- Opening Delimiter -

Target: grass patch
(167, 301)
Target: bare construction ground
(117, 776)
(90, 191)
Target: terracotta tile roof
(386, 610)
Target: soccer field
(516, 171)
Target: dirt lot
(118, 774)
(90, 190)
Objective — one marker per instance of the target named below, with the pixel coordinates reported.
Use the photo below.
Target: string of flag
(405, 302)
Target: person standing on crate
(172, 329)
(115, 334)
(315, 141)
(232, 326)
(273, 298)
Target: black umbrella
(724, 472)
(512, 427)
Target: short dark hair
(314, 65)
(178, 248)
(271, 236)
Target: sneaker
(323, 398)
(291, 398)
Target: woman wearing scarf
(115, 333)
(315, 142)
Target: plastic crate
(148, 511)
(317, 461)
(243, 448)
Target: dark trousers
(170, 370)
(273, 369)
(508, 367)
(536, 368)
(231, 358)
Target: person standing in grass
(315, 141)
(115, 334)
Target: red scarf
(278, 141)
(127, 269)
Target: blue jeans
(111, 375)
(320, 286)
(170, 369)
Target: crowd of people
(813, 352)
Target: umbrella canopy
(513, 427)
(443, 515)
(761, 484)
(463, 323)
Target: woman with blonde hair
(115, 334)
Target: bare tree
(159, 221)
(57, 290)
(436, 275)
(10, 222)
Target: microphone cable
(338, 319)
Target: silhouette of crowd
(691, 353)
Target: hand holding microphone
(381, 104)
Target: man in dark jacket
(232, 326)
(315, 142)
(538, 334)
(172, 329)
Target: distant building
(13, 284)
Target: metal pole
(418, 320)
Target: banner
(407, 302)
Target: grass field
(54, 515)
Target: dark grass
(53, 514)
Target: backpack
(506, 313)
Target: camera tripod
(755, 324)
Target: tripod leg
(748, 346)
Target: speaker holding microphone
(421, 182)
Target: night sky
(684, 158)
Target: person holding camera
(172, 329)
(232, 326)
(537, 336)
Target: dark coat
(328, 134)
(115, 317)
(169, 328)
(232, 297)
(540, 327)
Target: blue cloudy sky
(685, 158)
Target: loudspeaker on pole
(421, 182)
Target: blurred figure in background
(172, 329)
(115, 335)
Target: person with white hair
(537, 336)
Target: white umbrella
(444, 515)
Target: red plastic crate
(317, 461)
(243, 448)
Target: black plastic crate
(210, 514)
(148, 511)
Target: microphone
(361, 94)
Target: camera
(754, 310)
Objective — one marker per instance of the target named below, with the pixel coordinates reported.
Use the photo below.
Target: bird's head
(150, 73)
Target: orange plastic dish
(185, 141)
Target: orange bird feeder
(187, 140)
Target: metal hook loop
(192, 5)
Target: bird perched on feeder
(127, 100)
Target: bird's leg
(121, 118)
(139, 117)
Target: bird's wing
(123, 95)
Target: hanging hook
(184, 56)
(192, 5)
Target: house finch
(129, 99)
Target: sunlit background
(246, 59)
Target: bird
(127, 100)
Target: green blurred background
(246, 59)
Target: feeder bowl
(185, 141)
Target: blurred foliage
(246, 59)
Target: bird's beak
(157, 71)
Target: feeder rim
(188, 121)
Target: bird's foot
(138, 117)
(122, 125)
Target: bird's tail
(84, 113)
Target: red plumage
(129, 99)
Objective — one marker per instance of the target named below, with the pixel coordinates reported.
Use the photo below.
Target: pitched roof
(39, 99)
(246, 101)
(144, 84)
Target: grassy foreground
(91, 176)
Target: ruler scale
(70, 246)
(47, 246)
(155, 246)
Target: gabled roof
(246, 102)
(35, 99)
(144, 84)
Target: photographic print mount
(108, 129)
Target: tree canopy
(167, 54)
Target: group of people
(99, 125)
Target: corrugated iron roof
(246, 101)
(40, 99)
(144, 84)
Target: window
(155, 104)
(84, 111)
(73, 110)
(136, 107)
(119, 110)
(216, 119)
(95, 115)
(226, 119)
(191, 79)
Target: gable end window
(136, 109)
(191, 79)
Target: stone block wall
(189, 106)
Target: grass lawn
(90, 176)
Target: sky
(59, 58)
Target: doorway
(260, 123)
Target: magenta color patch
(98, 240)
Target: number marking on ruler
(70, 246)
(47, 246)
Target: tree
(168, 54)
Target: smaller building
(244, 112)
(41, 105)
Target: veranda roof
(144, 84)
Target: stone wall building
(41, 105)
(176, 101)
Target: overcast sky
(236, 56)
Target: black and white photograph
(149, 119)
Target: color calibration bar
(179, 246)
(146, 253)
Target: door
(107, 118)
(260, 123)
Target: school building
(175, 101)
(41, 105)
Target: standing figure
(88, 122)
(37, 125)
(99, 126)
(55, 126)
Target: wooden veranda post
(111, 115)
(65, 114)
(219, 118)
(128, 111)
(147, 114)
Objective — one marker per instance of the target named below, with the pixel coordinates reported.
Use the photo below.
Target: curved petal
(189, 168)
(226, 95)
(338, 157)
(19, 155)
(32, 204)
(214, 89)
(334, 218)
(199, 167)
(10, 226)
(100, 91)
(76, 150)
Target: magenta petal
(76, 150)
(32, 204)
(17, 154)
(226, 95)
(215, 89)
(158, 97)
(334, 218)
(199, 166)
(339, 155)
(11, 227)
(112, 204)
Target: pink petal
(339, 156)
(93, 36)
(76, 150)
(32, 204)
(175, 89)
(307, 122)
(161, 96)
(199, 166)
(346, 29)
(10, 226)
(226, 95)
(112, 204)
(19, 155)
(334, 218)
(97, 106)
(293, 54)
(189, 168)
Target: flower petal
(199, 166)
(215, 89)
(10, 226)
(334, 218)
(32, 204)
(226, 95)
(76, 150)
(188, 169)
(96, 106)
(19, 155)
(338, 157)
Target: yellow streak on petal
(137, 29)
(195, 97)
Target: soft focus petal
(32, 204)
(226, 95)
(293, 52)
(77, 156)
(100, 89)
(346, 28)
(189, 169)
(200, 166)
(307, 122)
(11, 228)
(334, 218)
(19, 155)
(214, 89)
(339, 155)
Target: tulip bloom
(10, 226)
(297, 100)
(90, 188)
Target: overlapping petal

- Closing Delimiter -

▶ _EXERCISE BRIEF_
Write all of the data above again, exactly as given.

▶ _ANSWER TO THIS PROBLEM_
Target: grass patch
(167, 301)
Target: bare construction ground
(117, 776)
(90, 191)
Target: terracotta tile roof
(386, 610)
Target: soccer field
(516, 171)
Target: dirt lot
(118, 774)
(90, 190)
Objective — one marker per instance of the target named below, with the pixel coordinates reported.
Use the photo below.
Target: string of flag
(405, 302)
Target: person standing on crate
(172, 329)
(115, 334)
(315, 141)
(232, 326)
(273, 298)
Target: black umbrella
(724, 472)
(512, 427)
Target: short dark hair
(314, 65)
(178, 248)
(271, 236)
Target: sneaker
(323, 398)
(291, 398)
Target: woman wearing scarf
(115, 333)
(315, 142)
Target: plastic crate
(148, 511)
(317, 461)
(243, 448)
Target: dark trousers
(170, 370)
(273, 369)
(508, 367)
(536, 368)
(231, 358)
Target: person standing in grass
(315, 141)
(115, 334)
Target: red scarf
(278, 141)
(127, 269)
Target: blue jeans
(111, 375)
(320, 286)
(170, 369)
Target: crowd of people
(813, 352)
Target: umbrella canopy
(513, 427)
(443, 515)
(761, 484)
(463, 323)
Target: woman with blonde hair
(115, 334)
Target: bare tree
(159, 221)
(57, 290)
(436, 275)
(10, 222)
Target: microphone cable
(338, 319)
Target: silhouette of crowd
(691, 353)
Target: hand holding microphone
(381, 104)
Target: man in dark jacket
(232, 326)
(315, 142)
(538, 334)
(172, 329)
Target: distant building
(13, 284)
Target: metal pole
(418, 320)
Target: banner
(407, 302)
Target: grass field
(54, 515)
Target: dark grass
(53, 514)
Target: backpack
(506, 313)
Target: camera tripod
(755, 324)
Target: tripod leg
(748, 346)
Target: speaker holding microphone
(421, 182)
Target: night sky
(684, 158)
Target: person holding camera
(172, 329)
(232, 326)
(537, 336)
Target: dark coat
(328, 134)
(115, 317)
(169, 328)
(232, 297)
(540, 327)
Target: blue cloudy sky
(685, 158)
Target: loudspeaker on pole
(421, 182)
Target: blurred figure in background
(172, 329)
(115, 335)
Target: person with white hair
(537, 336)
Target: white umbrella
(444, 515)
Target: red plastic crate
(317, 461)
(243, 448)
Target: black plastic crate
(210, 514)
(148, 511)
Target: microphone
(361, 94)
Target: camera
(754, 310)
Objective — one marker per instance of the target named below, with the pixel coordinates reported.
Use the photo below.
Target: bird's head
(150, 73)
Target: orange plastic dish
(185, 141)
Target: orange bird feeder
(187, 140)
Target: metal hook loop
(192, 5)
Target: bird perched on feeder
(127, 100)
Target: bird's leg
(121, 118)
(139, 117)
Target: bird's wing
(123, 95)
Target: hanging hook
(184, 56)
(192, 5)
Target: house finch
(129, 99)
Target: sunlit background
(246, 59)
Target: bird
(127, 100)
Target: green blurred background
(246, 59)
Target: feeder bowl
(185, 141)
Target: blurred foliage
(246, 59)
Target: bird's beak
(157, 71)
Target: feeder rim
(188, 121)
Target: bird's foot
(138, 117)
(122, 125)
Target: bird's tail
(84, 113)
Target: red plumage
(129, 99)
Objective — one marker per instance of the target named below, with the pixel coordinates reported.
Use the photo below.
Target: pitched roof
(39, 99)
(246, 101)
(144, 84)
Target: grassy foreground
(91, 176)
Target: ruler scale
(70, 246)
(47, 246)
(155, 246)
Target: gabled roof
(246, 102)
(35, 99)
(144, 84)
Target: photographic print mount
(108, 129)
Target: tree canopy
(167, 54)
Target: group of people
(99, 125)
Target: corrugated iron roof
(246, 101)
(40, 99)
(144, 84)
Target: window
(155, 104)
(84, 111)
(73, 110)
(136, 107)
(119, 110)
(216, 119)
(95, 115)
(226, 119)
(191, 79)
Target: gable end window
(136, 109)
(191, 79)
Target: stone block wall
(189, 106)
Target: grass lawn
(90, 176)
Target: sky
(59, 58)
Target: doorway
(260, 123)
Target: magenta color patch
(98, 240)
Target: number marking on ruler
(70, 246)
(47, 246)
Target: tree
(168, 54)
Target: smaller building
(244, 112)
(41, 105)
Target: veranda roof
(144, 84)
Target: stone wall building
(41, 105)
(176, 101)
Target: overcast sky
(236, 56)
Target: black and white photograph
(149, 119)
Target: color calibration bar
(179, 246)
(146, 253)
Target: door
(107, 118)
(260, 123)
Target: school building
(175, 101)
(41, 105)
Target: standing figure
(88, 122)
(37, 125)
(99, 126)
(55, 126)
Target: wooden veranda post
(111, 115)
(65, 114)
(219, 118)
(128, 111)
(147, 114)
Objective — one marker per instance of the target named below, with the pixel coordinates reported.
Use the photo below.
Target: curved petal
(189, 168)
(226, 95)
(338, 157)
(19, 155)
(32, 204)
(214, 89)
(334, 218)
(199, 167)
(10, 226)
(100, 91)
(76, 150)
Target: magenta petal
(76, 150)
(32, 204)
(17, 154)
(226, 95)
(215, 89)
(158, 97)
(334, 218)
(199, 166)
(339, 155)
(11, 227)
(112, 204)
Target: pink petal
(339, 156)
(93, 36)
(76, 150)
(32, 204)
(175, 89)
(307, 122)
(161, 96)
(199, 166)
(346, 29)
(10, 226)
(226, 95)
(112, 204)
(19, 155)
(334, 218)
(97, 106)
(293, 54)
(189, 168)
Target: flower petal
(199, 166)
(215, 89)
(10, 226)
(334, 218)
(32, 204)
(226, 95)
(76, 150)
(188, 169)
(96, 106)
(19, 155)
(338, 157)
Target: yellow streak on petal
(137, 29)
(195, 97)
Target: soft focus petal
(32, 204)
(226, 95)
(293, 52)
(77, 156)
(100, 89)
(346, 28)
(189, 169)
(200, 166)
(307, 122)
(11, 228)
(334, 218)
(19, 155)
(214, 89)
(339, 155)
Target: tulip bloom
(10, 226)
(297, 100)
(90, 188)
Target: overlapping petal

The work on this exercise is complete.